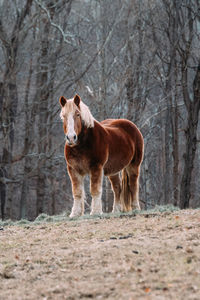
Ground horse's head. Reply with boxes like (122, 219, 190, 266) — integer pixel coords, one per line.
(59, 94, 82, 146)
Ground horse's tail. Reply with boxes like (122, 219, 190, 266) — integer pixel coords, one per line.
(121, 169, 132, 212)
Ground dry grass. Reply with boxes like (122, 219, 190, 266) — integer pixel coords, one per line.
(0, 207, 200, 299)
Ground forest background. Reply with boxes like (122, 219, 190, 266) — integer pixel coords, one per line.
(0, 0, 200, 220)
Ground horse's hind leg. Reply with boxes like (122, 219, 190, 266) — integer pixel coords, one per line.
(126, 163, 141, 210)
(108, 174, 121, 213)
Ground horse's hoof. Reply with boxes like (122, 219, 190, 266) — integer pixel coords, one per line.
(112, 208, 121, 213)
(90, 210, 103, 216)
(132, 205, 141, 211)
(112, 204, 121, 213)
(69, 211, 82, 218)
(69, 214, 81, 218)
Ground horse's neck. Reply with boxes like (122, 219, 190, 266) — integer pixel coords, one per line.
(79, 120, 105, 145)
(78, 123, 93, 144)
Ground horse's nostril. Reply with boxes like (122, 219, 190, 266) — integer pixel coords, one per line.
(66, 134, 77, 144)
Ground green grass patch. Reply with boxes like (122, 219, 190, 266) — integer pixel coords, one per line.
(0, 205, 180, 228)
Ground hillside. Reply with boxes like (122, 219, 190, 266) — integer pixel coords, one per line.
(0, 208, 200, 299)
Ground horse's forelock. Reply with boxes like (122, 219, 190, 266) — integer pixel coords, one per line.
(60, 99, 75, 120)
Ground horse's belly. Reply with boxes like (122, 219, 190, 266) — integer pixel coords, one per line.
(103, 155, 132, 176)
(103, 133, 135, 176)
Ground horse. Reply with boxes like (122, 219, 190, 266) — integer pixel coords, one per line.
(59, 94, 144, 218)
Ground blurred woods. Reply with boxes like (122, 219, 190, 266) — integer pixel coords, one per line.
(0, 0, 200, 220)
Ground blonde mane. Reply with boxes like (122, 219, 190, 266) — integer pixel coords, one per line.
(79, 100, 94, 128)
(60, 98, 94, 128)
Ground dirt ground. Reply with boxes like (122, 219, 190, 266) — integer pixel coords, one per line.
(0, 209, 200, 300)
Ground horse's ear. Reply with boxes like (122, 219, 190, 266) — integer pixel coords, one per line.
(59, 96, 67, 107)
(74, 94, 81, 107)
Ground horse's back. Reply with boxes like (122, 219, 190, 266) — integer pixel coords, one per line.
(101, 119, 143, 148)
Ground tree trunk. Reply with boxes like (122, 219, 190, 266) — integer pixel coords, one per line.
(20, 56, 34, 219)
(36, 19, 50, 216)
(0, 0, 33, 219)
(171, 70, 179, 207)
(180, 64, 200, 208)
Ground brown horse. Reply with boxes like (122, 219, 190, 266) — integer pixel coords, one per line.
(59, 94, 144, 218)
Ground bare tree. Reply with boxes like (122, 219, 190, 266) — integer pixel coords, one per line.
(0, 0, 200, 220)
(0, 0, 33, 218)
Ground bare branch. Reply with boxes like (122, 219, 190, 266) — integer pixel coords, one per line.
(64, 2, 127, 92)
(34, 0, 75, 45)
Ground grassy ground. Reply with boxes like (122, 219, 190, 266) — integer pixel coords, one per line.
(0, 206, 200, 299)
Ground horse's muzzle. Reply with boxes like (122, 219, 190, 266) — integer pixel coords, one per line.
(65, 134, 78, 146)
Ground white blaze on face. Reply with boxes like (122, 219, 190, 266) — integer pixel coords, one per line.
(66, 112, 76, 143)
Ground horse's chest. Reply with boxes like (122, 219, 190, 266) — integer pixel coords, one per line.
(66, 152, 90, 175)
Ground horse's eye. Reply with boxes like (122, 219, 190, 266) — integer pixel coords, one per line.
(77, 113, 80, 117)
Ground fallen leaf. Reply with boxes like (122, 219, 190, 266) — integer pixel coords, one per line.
= = = = = = =
Work to be completed >>
Print the full listing above exactly. Pictures stay out of the copy.

Response >>
Ground horse's head. Reply with boxes like (122, 219, 190, 266) — integer pixel coords, one per line.
(59, 94, 82, 146)
Ground horse's tail. Reply with boxes like (122, 219, 190, 266) — integer pixel coords, one per line.
(121, 169, 132, 212)
Ground dry grass. Reply with boxes like (122, 219, 190, 266) — integer pixel coords, one per line.
(0, 207, 200, 299)
Ground forest background. Reply with boxes like (122, 219, 190, 266) — integer pixel coords, one per line.
(0, 0, 200, 220)
Ground horse's hind leg. Reply with boxes like (122, 219, 190, 266) — integer pixel coords, one per line.
(126, 163, 141, 210)
(108, 174, 121, 213)
Ground horse's hoof. Reply with boxes like (122, 219, 190, 266) — integer pixel coords, one per line.
(112, 208, 121, 213)
(90, 210, 103, 216)
(132, 205, 141, 211)
(112, 204, 121, 213)
(69, 211, 82, 218)
(69, 214, 81, 218)
Ground horse's neck. Reply with boxes like (122, 219, 190, 266) — integer pixel coords, one per line.
(79, 120, 105, 145)
(78, 123, 93, 144)
Ground horse's nostril. Reply with boxes like (122, 219, 190, 266) — integer pixel coords, one per line.
(66, 134, 77, 144)
Ground green grass patch. Reply with boxes like (122, 219, 190, 266) — integer pixel coords, one per line.
(0, 205, 180, 228)
Ground hillside. Reply with boxes like (122, 219, 190, 266) — integer pixel coords, one per line.
(0, 208, 200, 299)
Ground horse's forelock. Reply with boxes like (122, 219, 190, 266) — integer pixel coords, one per line.
(60, 99, 75, 120)
Ground horse's belly. Reply with boxes like (122, 219, 190, 266) — integer pixel coords, one per line.
(103, 155, 132, 176)
(103, 133, 135, 176)
Ground horse. Reply with boxes like (122, 219, 190, 266) — integer pixel coords, one per line.
(59, 94, 144, 218)
Ground blurred woods. Reply with boxes like (122, 219, 190, 266) — integer pixel coords, one per line.
(0, 0, 200, 220)
Ground blonde mane. Reply with boxes like (122, 219, 190, 266) — integer pixel coords, one per line.
(79, 100, 94, 128)
(60, 98, 94, 128)
Ground dirt ground. Reply with boxes like (122, 219, 190, 266) — integer pixel coords, one per line.
(0, 209, 200, 300)
Ground horse's ear. Reply with boxes like (122, 219, 190, 266) — integer pixel coords, one per line.
(59, 96, 67, 107)
(74, 94, 81, 107)
Ground horse's back. Reply with boxes like (122, 219, 190, 266) — integer pixel coords, one per line.
(101, 119, 143, 148)
Ground tree trunk. Reply with boxes like (122, 219, 190, 266) — integer pixel coords, one per line.
(20, 56, 34, 219)
(36, 19, 50, 216)
(0, 0, 33, 219)
(171, 70, 179, 207)
(180, 64, 200, 208)
Ground brown horse. Reply with boxes like (122, 219, 190, 266) — integer pixel coords, one per line.
(59, 94, 144, 218)
Ground bare tree. Reply with boxes like (122, 219, 190, 266) — integer pixel coords, one per line.
(0, 0, 200, 220)
(0, 0, 33, 218)
Ground bare branch. Reply with boxes like (122, 219, 190, 266) — integer pixel coords, one per line.
(64, 2, 127, 92)
(34, 0, 75, 45)
Ground grassy ground. Reply with boxes like (122, 219, 190, 266) — integer pixel coords, one per line.
(0, 206, 200, 299)
Ground horse's muzzle. Reply with boxes like (122, 219, 190, 266) — integer pixel coords, one per line.
(65, 134, 78, 146)
Ground white blaze on face. Reply with boxes like (122, 219, 190, 266) — integer pixel coords, one per line.
(66, 112, 76, 143)
Ground horse's chest. Reply with boxes like (122, 219, 190, 266) — integer pixel coords, one per line.
(66, 152, 90, 175)
Ground horse's eye. Reply with boxes like (122, 219, 190, 266) — integer pixel coords, one per line.
(77, 113, 80, 117)
Ground fallen leaf. Reply with boxes like (122, 219, 190, 266) — integer pixel coords, one per line.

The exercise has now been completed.